#### DESCRIPTION OF THE TASK
Please turn the lines below into a JSON list of strings, one string per line, leaving out blank lines. Omit the pictures from your answer.

#### EXERCISE INPUT
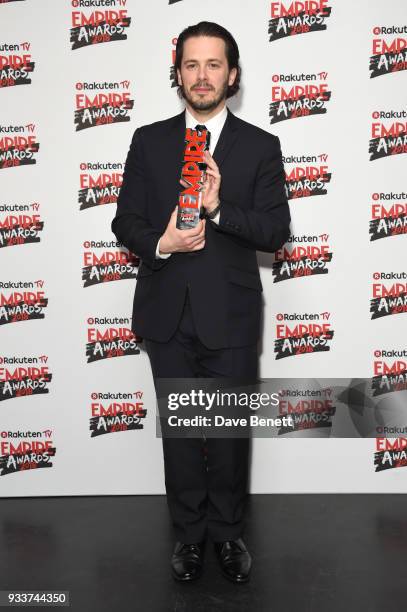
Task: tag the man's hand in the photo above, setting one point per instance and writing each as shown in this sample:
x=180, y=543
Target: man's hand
x=211, y=184
x=182, y=241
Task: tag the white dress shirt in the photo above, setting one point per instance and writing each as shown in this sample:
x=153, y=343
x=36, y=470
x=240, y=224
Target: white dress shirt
x=214, y=126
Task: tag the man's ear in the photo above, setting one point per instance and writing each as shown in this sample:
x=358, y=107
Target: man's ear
x=232, y=76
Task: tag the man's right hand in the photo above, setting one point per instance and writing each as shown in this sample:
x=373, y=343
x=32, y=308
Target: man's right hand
x=175, y=240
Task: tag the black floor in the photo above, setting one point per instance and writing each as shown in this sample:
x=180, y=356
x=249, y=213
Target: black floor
x=310, y=553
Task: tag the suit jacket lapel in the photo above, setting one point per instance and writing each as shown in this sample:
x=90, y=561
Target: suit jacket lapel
x=226, y=140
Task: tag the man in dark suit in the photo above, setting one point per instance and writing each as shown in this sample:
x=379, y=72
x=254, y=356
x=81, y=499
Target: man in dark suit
x=197, y=303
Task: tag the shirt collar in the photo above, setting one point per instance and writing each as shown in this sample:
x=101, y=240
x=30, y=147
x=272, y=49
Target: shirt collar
x=214, y=124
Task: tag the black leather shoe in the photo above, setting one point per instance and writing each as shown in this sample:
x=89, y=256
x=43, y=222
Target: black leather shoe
x=234, y=559
x=186, y=561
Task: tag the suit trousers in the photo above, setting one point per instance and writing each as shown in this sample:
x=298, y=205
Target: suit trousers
x=205, y=478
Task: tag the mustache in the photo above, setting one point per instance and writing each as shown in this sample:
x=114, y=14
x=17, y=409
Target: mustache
x=198, y=85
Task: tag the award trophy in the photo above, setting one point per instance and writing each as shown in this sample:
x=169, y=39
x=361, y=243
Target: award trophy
x=193, y=172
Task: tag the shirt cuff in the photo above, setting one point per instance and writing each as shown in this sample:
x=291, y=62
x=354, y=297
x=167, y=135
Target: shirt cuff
x=159, y=255
x=216, y=218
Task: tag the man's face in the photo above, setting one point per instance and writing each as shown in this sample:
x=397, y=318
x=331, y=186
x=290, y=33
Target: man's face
x=204, y=75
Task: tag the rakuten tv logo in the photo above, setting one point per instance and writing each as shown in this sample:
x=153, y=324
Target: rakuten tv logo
x=18, y=150
x=107, y=338
x=20, y=301
x=388, y=138
x=24, y=376
x=99, y=184
x=390, y=453
x=389, y=51
x=125, y=413
x=390, y=371
x=301, y=256
x=388, y=299
x=308, y=176
x=21, y=455
x=388, y=219
x=316, y=412
x=302, y=338
x=16, y=64
x=102, y=265
x=292, y=101
x=173, y=76
x=289, y=19
x=17, y=229
x=96, y=27
x=102, y=108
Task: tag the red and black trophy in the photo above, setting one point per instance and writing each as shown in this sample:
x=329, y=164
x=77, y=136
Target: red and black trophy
x=193, y=173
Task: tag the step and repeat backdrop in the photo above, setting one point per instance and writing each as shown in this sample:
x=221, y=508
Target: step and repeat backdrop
x=77, y=77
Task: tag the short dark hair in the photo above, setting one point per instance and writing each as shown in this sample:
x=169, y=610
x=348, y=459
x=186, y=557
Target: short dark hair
x=208, y=28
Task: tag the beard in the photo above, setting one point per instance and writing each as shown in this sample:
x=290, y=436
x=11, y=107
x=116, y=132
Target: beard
x=201, y=104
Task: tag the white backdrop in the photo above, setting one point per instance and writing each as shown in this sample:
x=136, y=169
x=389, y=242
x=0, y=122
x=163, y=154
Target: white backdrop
x=129, y=462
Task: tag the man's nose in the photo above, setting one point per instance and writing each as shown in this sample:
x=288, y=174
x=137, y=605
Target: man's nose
x=202, y=74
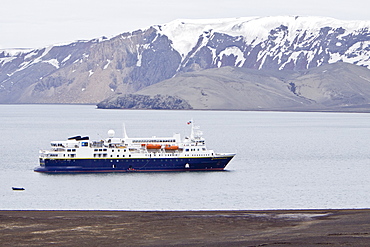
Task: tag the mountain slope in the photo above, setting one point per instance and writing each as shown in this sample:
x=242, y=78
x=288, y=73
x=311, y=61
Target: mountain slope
x=90, y=71
x=339, y=86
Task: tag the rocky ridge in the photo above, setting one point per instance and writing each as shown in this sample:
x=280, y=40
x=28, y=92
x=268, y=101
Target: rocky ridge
x=91, y=71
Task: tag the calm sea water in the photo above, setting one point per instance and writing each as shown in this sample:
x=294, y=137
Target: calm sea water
x=284, y=160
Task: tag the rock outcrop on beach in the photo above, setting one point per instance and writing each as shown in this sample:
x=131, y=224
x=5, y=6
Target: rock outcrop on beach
x=132, y=62
x=137, y=101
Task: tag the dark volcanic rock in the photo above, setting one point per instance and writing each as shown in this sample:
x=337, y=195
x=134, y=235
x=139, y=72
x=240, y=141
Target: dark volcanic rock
x=136, y=101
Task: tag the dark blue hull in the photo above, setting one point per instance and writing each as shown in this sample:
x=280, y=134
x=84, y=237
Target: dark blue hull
x=133, y=165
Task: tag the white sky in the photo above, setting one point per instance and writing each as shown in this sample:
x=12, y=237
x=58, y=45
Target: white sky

#### THE OUTPUT
[
  "Task: tag the man's hand in the photo above, setting one point per instance and writing each as shown in this sample:",
  "x=180, y=543",
  "Target: man's hand",
  "x=211, y=184",
  "x=182, y=241",
  "Task: tag the white dress shirt in the photo above, setting one point per instance and writing each as shown in this sample:",
  "x=153, y=343",
  "x=36, y=470",
  "x=240, y=224",
  "Target: white dress shirt",
  "x=214, y=126",
  "Task: tag the man's ear in the photo above, setting one point per instance and writing each as shown in this sample:",
  "x=358, y=107",
  "Target: man's ear",
  "x=232, y=76",
  "Task: tag the man's right hand in the photo above, setting one point per instance and writing each as shown in this sample:",
  "x=373, y=343",
  "x=32, y=308",
  "Target: man's right hand",
  "x=175, y=240",
  "Task: tag the black floor in the photo above, setting one point per instance and writing each as shown in this sample:",
  "x=180, y=356",
  "x=249, y=213",
  "Target: black floor",
  "x=310, y=553",
  "Task: tag the suit jacket lapel in the photo above, setting one point per instance and writing each as shown in this sample:",
  "x=90, y=561",
  "Target: suit jacket lapel",
  "x=226, y=140",
  "Task: tag the man in dark suit in the photo above, setting one point per instance and writing each as shown in this sample:",
  "x=379, y=72",
  "x=254, y=356",
  "x=81, y=499",
  "Target: man in dark suit",
  "x=197, y=303",
  "Task: tag the shirt collar in the photo above, setting one point per instance and writing each as shown in this sample:",
  "x=101, y=240",
  "x=30, y=147",
  "x=272, y=49",
  "Target: shirt collar",
  "x=214, y=124",
  "Task: tag the black leather shoe in the photo above, setting one point per instance and writing each as shown in this sample:",
  "x=89, y=256",
  "x=43, y=222",
  "Target: black leather shoe",
  "x=234, y=559",
  "x=186, y=561",
  "Task: tag the suit trousers in the photo above, setting one point per instance and writing each as shown in this sample:",
  "x=298, y=205",
  "Target: suit trousers",
  "x=205, y=478",
  "Task: tag the mustache in the photo above, setting one point per instance and writing each as shown in this sample:",
  "x=114, y=14",
  "x=17, y=409",
  "Target: mustache",
  "x=198, y=85",
  "Task: tag the award trophy in the photo above, setting one point per instance and writing each as shown in this sample:",
  "x=169, y=39",
  "x=361, y=243",
  "Target: award trophy",
  "x=193, y=172",
  "Task: tag the shirt cuff in the photo above, setting one point per instance and writing each as shown in this sample:",
  "x=291, y=62",
  "x=354, y=297",
  "x=167, y=135",
  "Target: shirt cuff",
  "x=159, y=255",
  "x=216, y=218",
  "Task: tag the man's face in the photo above, setting one point per instance and writing each as shown in this sample:",
  "x=397, y=318",
  "x=331, y=186",
  "x=290, y=33",
  "Target: man's face",
  "x=204, y=75",
  "Task: tag the rakuten tv logo in the photo above, setting one point per instance and writing each as shown in this sample:",
  "x=153, y=324",
  "Target: rakuten tv logo",
  "x=18, y=150",
  "x=107, y=338",
  "x=20, y=301",
  "x=388, y=138",
  "x=24, y=376",
  "x=99, y=184",
  "x=390, y=453",
  "x=389, y=51",
  "x=125, y=413",
  "x=390, y=371",
  "x=301, y=256",
  "x=388, y=299",
  "x=308, y=176",
  "x=21, y=455",
  "x=388, y=219",
  "x=316, y=412",
  "x=302, y=338",
  "x=16, y=64",
  "x=102, y=265",
  "x=292, y=101",
  "x=173, y=76",
  "x=289, y=19",
  "x=17, y=229",
  "x=96, y=27",
  "x=102, y=108",
  "Task: tag the red and black trophy in the photo above, setting one point per instance and writing each as shown in this sample:",
  "x=329, y=164",
  "x=77, y=136",
  "Target: red and black trophy",
  "x=193, y=173",
  "Task: tag the step and repeat backdrop in the photo above, setting one point per instance and writing each as shown in this sample:",
  "x=221, y=508",
  "Target: step and repeat backdrop",
  "x=77, y=77",
  "Task: tag the short dark hair in the photo above, setting one point per instance and writing each as shown in this sample:",
  "x=169, y=610",
  "x=348, y=459",
  "x=186, y=557",
  "Target: short dark hair",
  "x=208, y=28",
  "Task: tag the beard in the photo above, setting one point per instance and writing each as shown in this sample:",
  "x=290, y=436",
  "x=11, y=107",
  "x=116, y=132",
  "Target: beard",
  "x=201, y=104",
  "Task: tag the white backdrop in the photo above, setting one point per instance and writing each as shown in this sample:",
  "x=136, y=169",
  "x=389, y=242",
  "x=0, y=122",
  "x=163, y=154",
  "Target: white backdrop",
  "x=129, y=462",
  "Task: tag the man's nose in the photo above, setting one point per instance and writing each as shown in this sample:",
  "x=288, y=174",
  "x=137, y=605",
  "Target: man's nose",
  "x=202, y=74",
  "Task: tag the mountain slope in the photo above, setting one point per instance and writing each as shown in this sample:",
  "x=242, y=78",
  "x=288, y=73",
  "x=311, y=61",
  "Target: mountain slope",
  "x=90, y=71",
  "x=339, y=86",
  "Task: tag the rocky ridge in the photo above, setting one point per instance and writing each as shown in this sample:",
  "x=280, y=40",
  "x=28, y=92",
  "x=268, y=101",
  "Target: rocky ridge",
  "x=91, y=71",
  "Task: tag the calm sea water in the photo above, setting one point per instance and writing each as shown in this sample:",
  "x=294, y=137",
  "Target: calm sea water",
  "x=284, y=160",
  "Task: tag the rock outcrop on beach in the photo above, setting one point per instance and writing each as shown in this sample:",
  "x=131, y=224",
  "x=5, y=6",
  "Target: rock outcrop on beach",
  "x=132, y=62",
  "x=137, y=101",
  "Task: tag the dark volcanic rock in the photo above, setting one point per instance and writing each as shown in this sample:",
  "x=337, y=195",
  "x=134, y=235",
  "x=139, y=72",
  "x=240, y=141",
  "Target: dark volcanic rock",
  "x=136, y=101",
  "Task: tag the dark blue hull in the photo above, setting one point per instance and writing each as shown in this sample:",
  "x=280, y=134",
  "x=84, y=237",
  "Target: dark blue hull",
  "x=133, y=165",
  "Task: tag the white sky in the photo above, setting one point per instance and writing each as shown in this sample:",
  "x=12, y=237",
  "x=58, y=45",
  "Target: white sky"
]